Task requirements:
A) Please list every high-throughput assay named in the DMPK text.
B) Pick up the text on DMPK techniques after its final sentence and carry it forward.

Selected passage:
※

Syngene’s fundamental strategy for overcoming DMPK challenges and moving your candidate to the clinical phase is a two-pronged approach:

• Modifying physicochemical properties: This is the simplest starting point for DMPK property optimization with quantitative structure-property relationship (QSPR) and aids efficient compound design

• Improving the predictive capabilities of in vitro data: This is a key component for deriving an understanding of what is likely to occur in patients from both an efficacy and safety perspective

Although there are limitations to the utility of preclinical data, our risk mitigation strategy is built on an understanding of compound behavior in preclinical species. The goal is to extrapolate that understanding to predict clinical outcomes.

Over the years, our DMPK techniques have evolved, resulting in increased accuracy in predicting the safety, efficacy, and toxicity of compounds. In-silico predictions are currently the most preferred mode among clients compared to other techniques.

DMPK techniques in use at Syngene

• In-silico predictions for compound design

• High-throughput assays

  • Rat hepatocyte Clint, human microsome Clint, aqueous solubility (pH 7.4), plasma protein binding, Log D, cytochrome (CYP) liability screening (3A, 2D, and 2C9)

• High use of project-specific assays

  • Human hepatocyte Clint, CaCO-2, rat PK assays

• Low use of project-specific assays

  • Dog PK and reactive metabolite assessments

• Profiling assays

  • CYP DDI, transporter substrate and DDI, TDI, CYP induction, and rat/dog clearance assays

• Problem-solving assays

  • Madin Darby canine kidney (MDCK) – MDR1 cells, Using chamber, rat biliary clearance, microdialysis, rodent receptor occupancy assays, and biotransformation assays

Optimization of oral drug absorption

Once a compound series is determined to have Caco-2 permeability<1×10-6 cm/s, we take appropriate steps to determine whether paracellular or active efflux plays a significant role and then eliminate this potential liability through structural modifications. We address potential risks and issues in oral absorption and bioavailability using a series of assays/techniques. These include intestinal microsomes or S9 fraction, PAMPA, GI stability test, in situ/in vivo portal vein cannulation preparation, etc.

※

Data segment:
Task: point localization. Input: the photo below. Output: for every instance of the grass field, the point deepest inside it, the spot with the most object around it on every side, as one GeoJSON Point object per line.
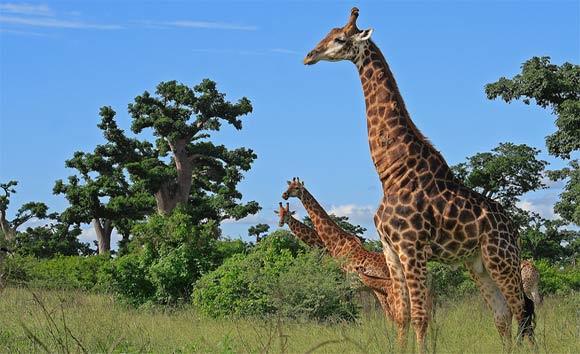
{"type": "Point", "coordinates": [39, 320]}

※

Expected responses:
A)
- Rat hepatocyte Clint
- Human microsome Clint
- Aqueous solubility (pH 7.4)
- Plasma protein binding
- Log D
- Cytochrome (CYP) liability screening (3A, 2D, and 2C9)

B)
Avoiding PK-based DDIs

The four most common forms of clinical PK-based DDIs of which your compound may be the perpetrator or victim are:

• Competitive (reversible) CYP inhibition

• Mechanism-based/time-dependent CYP inhibition

• Uptake and efflux transporter inhibition

• CYP induction

DDI usually occurs with CYP, notably CYP3A4, in the liver or intestine. Transporter-based DDI is mainly related to renal clearance. However, specific issues could arise with CNS compounds, hepatic uptake of statins, and with drug absorption.

The potential for a compound to be a victim of a DDI with a co-medication is greatly reduced if there are multiple clearance mechanisms. This is especially true for those involving metabolism by multiple CYP enzymes. We use the following methods to phenotype the individual CYP enzymes responsible for a drug’s metabolism:

• Specific chemicals or antibodies as specific enzyme inhibitors

• Individual human recombinant CYPs

• A bank of human liver microsomes characterized for CYP activity prepared from individual donor livers

Induction of specific CYP enzymes may change a drug’s metabolic profile and exposure and lead to toxicological consequences. This is because CYP enzymes are also involved in the metabolism and synthesis of important endogenous compounds.